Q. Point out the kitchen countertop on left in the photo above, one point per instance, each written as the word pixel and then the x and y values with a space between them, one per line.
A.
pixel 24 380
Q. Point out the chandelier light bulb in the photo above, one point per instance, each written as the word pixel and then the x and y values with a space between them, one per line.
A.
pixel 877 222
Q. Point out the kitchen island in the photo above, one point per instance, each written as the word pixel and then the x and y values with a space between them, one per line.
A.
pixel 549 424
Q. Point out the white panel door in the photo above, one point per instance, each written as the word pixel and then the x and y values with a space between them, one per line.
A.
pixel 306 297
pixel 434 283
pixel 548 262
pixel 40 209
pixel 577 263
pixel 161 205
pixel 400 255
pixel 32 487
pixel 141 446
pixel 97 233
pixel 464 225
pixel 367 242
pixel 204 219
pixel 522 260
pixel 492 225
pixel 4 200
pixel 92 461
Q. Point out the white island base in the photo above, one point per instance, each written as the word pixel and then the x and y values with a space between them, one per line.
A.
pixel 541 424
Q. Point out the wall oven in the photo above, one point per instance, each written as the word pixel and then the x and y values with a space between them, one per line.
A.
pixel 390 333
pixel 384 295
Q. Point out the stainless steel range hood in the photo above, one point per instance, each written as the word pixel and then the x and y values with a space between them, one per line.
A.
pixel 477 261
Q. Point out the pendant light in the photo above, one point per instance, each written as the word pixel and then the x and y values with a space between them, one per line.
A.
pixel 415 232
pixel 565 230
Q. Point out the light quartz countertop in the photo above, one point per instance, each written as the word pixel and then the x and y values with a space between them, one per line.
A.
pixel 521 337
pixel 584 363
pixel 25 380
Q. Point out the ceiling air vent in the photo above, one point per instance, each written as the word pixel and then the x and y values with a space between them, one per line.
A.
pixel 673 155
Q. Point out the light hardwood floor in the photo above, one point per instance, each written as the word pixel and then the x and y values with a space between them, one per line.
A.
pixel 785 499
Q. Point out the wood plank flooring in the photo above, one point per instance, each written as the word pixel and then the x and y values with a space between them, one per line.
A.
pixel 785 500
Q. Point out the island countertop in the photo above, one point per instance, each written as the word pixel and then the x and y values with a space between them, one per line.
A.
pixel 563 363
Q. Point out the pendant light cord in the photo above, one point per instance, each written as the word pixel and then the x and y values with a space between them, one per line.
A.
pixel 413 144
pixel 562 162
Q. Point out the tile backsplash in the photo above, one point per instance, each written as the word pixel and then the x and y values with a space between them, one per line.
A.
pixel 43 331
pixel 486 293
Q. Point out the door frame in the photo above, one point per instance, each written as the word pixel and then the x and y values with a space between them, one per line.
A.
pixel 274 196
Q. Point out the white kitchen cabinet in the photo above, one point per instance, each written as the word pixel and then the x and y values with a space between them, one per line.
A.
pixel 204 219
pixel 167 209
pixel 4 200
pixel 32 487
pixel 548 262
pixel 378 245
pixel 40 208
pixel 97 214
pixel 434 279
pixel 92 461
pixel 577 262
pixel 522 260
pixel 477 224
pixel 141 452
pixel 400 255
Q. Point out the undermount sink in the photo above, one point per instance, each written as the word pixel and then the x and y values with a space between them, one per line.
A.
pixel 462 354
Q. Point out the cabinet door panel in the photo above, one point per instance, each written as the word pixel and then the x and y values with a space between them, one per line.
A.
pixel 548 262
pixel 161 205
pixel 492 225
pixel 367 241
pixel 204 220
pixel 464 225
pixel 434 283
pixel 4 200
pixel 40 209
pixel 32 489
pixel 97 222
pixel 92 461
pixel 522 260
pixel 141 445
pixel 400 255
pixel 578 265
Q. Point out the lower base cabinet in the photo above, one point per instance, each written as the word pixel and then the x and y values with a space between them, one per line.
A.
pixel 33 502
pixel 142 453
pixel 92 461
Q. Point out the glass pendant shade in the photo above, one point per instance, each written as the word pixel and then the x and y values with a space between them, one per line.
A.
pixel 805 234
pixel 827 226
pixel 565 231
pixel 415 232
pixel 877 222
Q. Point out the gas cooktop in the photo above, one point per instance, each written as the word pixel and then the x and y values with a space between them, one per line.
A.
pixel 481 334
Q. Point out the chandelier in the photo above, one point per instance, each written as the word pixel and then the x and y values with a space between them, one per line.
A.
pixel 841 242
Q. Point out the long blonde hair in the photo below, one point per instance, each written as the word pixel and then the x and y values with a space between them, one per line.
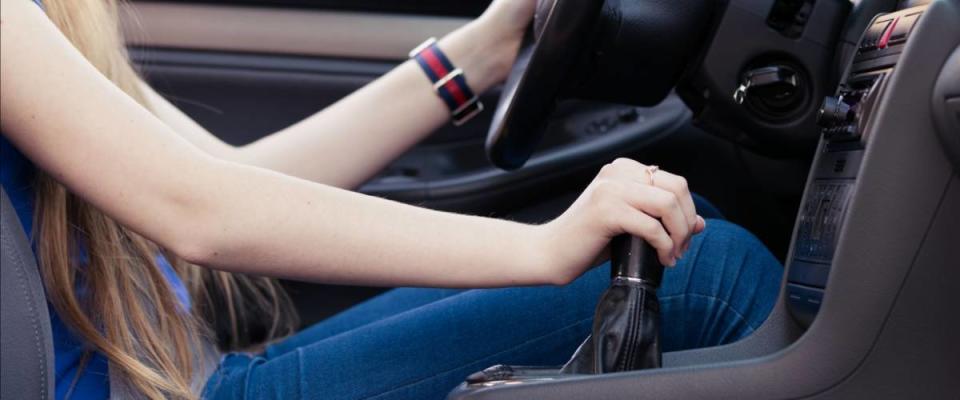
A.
pixel 103 279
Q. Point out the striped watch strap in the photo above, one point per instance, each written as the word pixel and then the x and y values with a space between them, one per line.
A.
pixel 448 81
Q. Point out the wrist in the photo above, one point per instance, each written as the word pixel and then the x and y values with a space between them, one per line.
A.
pixel 543 256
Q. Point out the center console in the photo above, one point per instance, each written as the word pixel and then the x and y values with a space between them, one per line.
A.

· · · ·

• EXERCISE REQUIREMENTS: Retype the lines from the one containing "Q. Point out the wood" through the one containing "pixel 562 162", including both of those lines, with no changes.

• ANSWER FOR THE TASK:
Q. Point out the wood plank flooring in the photo above, one point per instance, each written as the word pixel and then the x and y values with a space between them, one per line.
A.
pixel 785 500
Q. Point out the island countertop in the photo above, one point per instance, each written as the word pixel and then the x and y values with a space between them, one per line.
A.
pixel 563 363
Q. Point out the pendant light cord in the photo above, one point per instance, each written as the word pixel and then the x and y values with a space between them, one per line.
A.
pixel 413 144
pixel 562 162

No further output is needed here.